Given text:
--- START ---

The United Nations says a new disease destroying cassava crops across East Africa could turn into an epidemic.
The Food and Agriculcture Organization (FAO) says a new variant of Cassava Brown Streak Disease (CBSD) is spreading throughout the Great Lakes region of East Africa. The countries most affected are the Democratic Republic of Congo, Uganda, Burundi and Rwanda.
FAO Regional Emergency Officer Jan Helsen warns of extreme consequences to the region if the spread of the disease is not stopped.
“Let's say if nothing happens, if there is no continued support either technical, breeding or community-based or sanitization and, or institutional then the risk is very high -- the chance, no, the risk that we'll have an epidemic is very real and the potential impact of food security on millions of people," Helsen said.
The disease, he said, has infected up to 30 percent of crops in Rwanda and Burundi and up to 80 percent in eastern Uganda.
Cassava is more than just a meal to much of East Africa.
The FAO says the cassava plant provides up to one-third of the daily calorie intake for people in those countries where the disease is most prevalent. It is also a relatively cheap source of nutrition for the urban poor.
At the same time, cassava has increasingly become an important export. The International Food Policy Research Institute estimates that world cassava production will reach 279 million metric tons by 2020 - about 60 percent of which will come from Africa.
Helsen with the FAO, says the agency is reaching out to regional partners, existing agricultural institutions and local communities to stop CBSD. He says education is a crucial tool.
“Farmers have to be made aware of good agricultural practices," he said. "This is the community based side of sanitation. If indeed they see that they can recognize symptoms on the leaves and say 'look, this is a diseased plant, you have to take it out.'”
One of the major obstacles for stopping the spread of CBSD is that the disease has different symptoms in different places.
Dai Peters, Project Director of the Great Lakes Cassava Initiative with Catholic Relief Services, says sometimes a totally healthy looking plant will turn out to be diseased, while a plant that looks diseased may actually be healthy.
“So that's why it's really difficult," Peters said. "Because you could see it in the leaves. You could see it in the stems, you could see it in the roots. But none of them is full proof. They are all difficult to be 100 percent accurate.”
Typically, to overcome a disease like CBSD, farmers could turn to another strain of cassava that is not susceptible to the disease, said Peters. So far, no such variant has been found.
And while the disease poses enough of a threat to food security on its own, it is made much worse in combination with other agricultural infections in the area.
One of the most serious is known as banana wilt, a virus that has destroyed entire banana plantations in the same areas impacted by CBSD.

--- END ---

Work to be completed:
Update the cassava disease article by rewriting everything from "Cassava is more" down to "a crucial tool." with "urban poor" changed to "rural poor".

Supplied information:
--- START ---

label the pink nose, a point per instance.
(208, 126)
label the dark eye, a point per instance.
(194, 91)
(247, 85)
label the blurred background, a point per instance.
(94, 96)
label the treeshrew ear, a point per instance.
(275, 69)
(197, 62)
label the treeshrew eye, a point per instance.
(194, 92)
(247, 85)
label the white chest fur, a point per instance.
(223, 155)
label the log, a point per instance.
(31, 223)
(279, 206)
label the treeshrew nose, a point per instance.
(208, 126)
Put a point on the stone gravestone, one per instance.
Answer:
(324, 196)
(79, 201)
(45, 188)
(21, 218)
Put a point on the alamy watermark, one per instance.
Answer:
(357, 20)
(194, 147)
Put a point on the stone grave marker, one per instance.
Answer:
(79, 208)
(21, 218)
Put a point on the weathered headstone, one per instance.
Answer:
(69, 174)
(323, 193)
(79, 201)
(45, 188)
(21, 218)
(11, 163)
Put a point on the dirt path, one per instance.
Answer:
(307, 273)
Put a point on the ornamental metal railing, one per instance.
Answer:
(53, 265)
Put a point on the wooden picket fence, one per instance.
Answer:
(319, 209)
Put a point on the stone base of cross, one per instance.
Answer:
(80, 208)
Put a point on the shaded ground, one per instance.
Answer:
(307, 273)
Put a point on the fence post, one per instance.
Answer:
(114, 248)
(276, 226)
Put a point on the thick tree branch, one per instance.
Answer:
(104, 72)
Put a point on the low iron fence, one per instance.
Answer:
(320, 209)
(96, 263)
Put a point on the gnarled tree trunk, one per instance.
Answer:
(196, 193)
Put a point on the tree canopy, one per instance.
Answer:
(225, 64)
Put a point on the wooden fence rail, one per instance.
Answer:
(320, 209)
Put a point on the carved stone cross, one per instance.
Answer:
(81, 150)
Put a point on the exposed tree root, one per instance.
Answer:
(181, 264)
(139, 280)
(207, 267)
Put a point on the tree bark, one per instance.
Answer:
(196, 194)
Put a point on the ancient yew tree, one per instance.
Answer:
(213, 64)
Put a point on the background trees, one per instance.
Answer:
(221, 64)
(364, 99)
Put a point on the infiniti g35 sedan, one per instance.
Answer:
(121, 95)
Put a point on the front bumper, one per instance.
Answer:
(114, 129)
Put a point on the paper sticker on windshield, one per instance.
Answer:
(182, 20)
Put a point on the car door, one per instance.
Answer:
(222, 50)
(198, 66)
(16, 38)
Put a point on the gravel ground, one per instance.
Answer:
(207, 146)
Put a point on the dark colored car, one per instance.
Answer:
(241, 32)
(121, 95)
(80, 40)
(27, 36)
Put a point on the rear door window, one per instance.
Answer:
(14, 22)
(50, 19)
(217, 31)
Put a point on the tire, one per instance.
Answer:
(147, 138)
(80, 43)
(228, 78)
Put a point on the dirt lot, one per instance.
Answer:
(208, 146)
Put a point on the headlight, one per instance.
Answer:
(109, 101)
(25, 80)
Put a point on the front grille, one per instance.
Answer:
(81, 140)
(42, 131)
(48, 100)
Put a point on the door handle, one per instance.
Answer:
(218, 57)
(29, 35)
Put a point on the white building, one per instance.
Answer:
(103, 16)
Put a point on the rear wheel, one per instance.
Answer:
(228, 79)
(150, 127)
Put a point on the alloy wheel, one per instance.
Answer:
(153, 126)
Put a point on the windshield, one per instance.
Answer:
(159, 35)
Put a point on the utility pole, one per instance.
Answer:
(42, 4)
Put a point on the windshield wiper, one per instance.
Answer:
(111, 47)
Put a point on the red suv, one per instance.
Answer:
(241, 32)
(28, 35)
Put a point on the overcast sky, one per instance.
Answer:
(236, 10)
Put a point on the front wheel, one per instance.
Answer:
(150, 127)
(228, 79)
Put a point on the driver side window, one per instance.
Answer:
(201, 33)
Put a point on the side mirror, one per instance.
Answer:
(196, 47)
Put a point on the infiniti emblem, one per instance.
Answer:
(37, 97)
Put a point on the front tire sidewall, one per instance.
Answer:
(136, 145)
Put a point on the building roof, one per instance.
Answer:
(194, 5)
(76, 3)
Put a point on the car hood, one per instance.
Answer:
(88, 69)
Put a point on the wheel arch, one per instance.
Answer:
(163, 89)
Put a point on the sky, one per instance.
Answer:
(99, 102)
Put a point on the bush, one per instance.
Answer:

--- END ---

Solution to the exercise:
Cassava is more than just a meal to much of East Africa.
The FAO says the cassava plant provides up to one-third of the daily calorie intake for people in those countries where the disease is most prevalent. It is also a relatively cheap source of nutrition for the rural poor.
At the same time, cassava has increasingly become an important export. The International Food Policy Research Institute estimates that world cassava production will reach 279 million metric tons by 2020 - about 60 percent of which will come from Africa.
Helsen with the FAO, says the agency is reaching out to regional partners, existing agricultural institutions and local communities to stop CBSD. He says education is a crucial tool.